**Problems and tasks**:
- a) Retype the section of the excerpt below about the band's time in Chicago, starting with the words containing "At this point, I" and ending with "nothing but worse.".
- b) In the excerpt below about the band's time in Chicago, which album did the band share an interest in?
- c) Translate this sentence from the excerpt below about the band's time in Chicago into Spanish: "My room was at the front of the apartment, separated from Axl’s by our living room and a long railroad-style hallway."

>> BEGIN Excerpt to read

At this point, I really had no choice but to see that we were all unraveling. No matter how in control I felt I was or thought everyone else was, I realized that Steven was growing irretrievable. As soon as the band ended its stay in Chicago, Steven and I had less and less interaction; he was completely isolated once we got back to L.A. We were tight as a band gangwise, but during our two years on tour, Steve and I developed a distance between us as individuals that grew nothing but worse.
One of the few things we had in common as a band at the time, in Chicago though, was a shared interest in Faith No More’s album The Real Thing. It was the background music for that entire trip. It would be playing all the time on the different stereos in our apartments.
There is the background; in the end this is why I left. The last straw involved some girls that were brought back to our place one night. My girlfriend Megan had gone out and I was at home in bed. Late at night, I heard some commotion; the sound of a few people filing in and heading past my bedroom down to Axl’s room. Until then, Axl had spent most of his time in there alone, constantly on the phone. This night was clearly an occasion.
My room was at the front of the apartment, separated from Axl’s by our living room and a long railroad-style hallway. So I went down there to see what was going on; I found our security guard Earl, Tom Mayhew, Steve, and Axl hanging out with two happy-go-lucky Midwestern girls that they’d brought back.

>> END Excerpt to read
>> BEGIN Records provided

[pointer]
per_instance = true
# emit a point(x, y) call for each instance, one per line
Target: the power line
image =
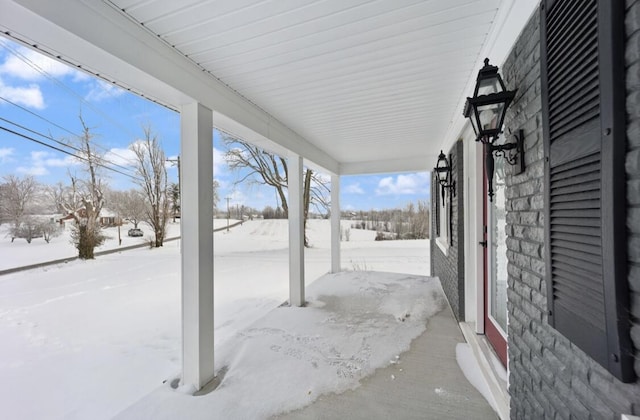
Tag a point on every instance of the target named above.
point(67, 152)
point(37, 68)
point(55, 125)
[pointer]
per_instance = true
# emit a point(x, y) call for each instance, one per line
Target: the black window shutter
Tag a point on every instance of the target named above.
point(583, 102)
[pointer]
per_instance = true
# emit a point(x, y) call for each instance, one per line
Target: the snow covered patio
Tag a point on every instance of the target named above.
point(368, 345)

>> END Records provided

**Responses in order**:
- a)
At this point, I really had no choice but to see that we were all unraveling. No matter how in control I felt I was or thought everyone else was, I realized that Steven was growing irretrievable. As soon as the band ended its stay in Chicago, Steven and I had less and less interaction; he was completely isolated once we got back to L.A. We were tight as a band gangwise, but during our two years on tour, Steve and I developed a distance between us as individuals that grew nothing but worse.

- b) Faith No More's album The Real Thing.

- c) Mi habitación estaba en la parte delantera del apartamento, separada de la de Axl por nuestra sala de estar y un largo pasillo estilo vagón de tren.